WHAT THE TASK ASKS
Swap "sample form" for "model format" wherever it occurs in the records below. Copy every other part of the records unchanged.

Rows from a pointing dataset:
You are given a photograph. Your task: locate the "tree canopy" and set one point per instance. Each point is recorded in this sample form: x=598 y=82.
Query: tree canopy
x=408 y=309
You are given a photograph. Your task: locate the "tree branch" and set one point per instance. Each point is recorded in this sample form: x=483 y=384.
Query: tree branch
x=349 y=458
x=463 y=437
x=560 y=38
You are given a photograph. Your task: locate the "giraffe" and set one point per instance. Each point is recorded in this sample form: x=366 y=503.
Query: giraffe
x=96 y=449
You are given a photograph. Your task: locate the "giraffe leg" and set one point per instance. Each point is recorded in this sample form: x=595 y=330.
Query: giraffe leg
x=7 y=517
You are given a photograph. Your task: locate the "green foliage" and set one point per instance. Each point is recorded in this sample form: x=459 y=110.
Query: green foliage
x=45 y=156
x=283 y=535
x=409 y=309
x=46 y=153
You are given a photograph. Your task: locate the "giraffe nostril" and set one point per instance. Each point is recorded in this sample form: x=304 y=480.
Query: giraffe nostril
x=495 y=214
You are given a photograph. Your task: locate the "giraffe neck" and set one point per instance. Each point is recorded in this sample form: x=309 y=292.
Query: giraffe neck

SOLUTION TO THE EXERCISE
You are given a photograph. Your task: locate the "tree canopy" and set one point per instance. Each point is recorded in this model format: x=598 y=82.
Query: tree canopy
x=408 y=309
You are given a photograph. Your task: locate the "tree branch" and set one point per instance. Each point is recorded in this model format: x=483 y=384.
Query: tree branch
x=349 y=458
x=463 y=437
x=560 y=38
You are given a photograph. Your task: locate the "giraffe" and set one point per instance. Each point is recorded in this model format: x=366 y=503.
Query: giraffe
x=96 y=449
You are given a photograph. Your task: locate the "giraffe leg" and set one point per instance. Each point is recorded in this model format: x=595 y=330.
Query: giraffe leg
x=7 y=517
You are given a photograph. Your task: locate the "green foliage" and set one point per instance. Each point is recorded in this model format: x=459 y=110.
Query: green foliage
x=45 y=156
x=283 y=535
x=409 y=309
x=46 y=153
You are given a photograph. Your task: locate the "giraffe nostril" and set one point per instance. Each point is recorded in this model format: x=304 y=480.
Query: giraffe nostril
x=495 y=214
You are given a photograph. Your task: locate the "giraffe neck" and set one point per instance. Each point is recorded in this model format: x=309 y=292.
Query: giraffe neck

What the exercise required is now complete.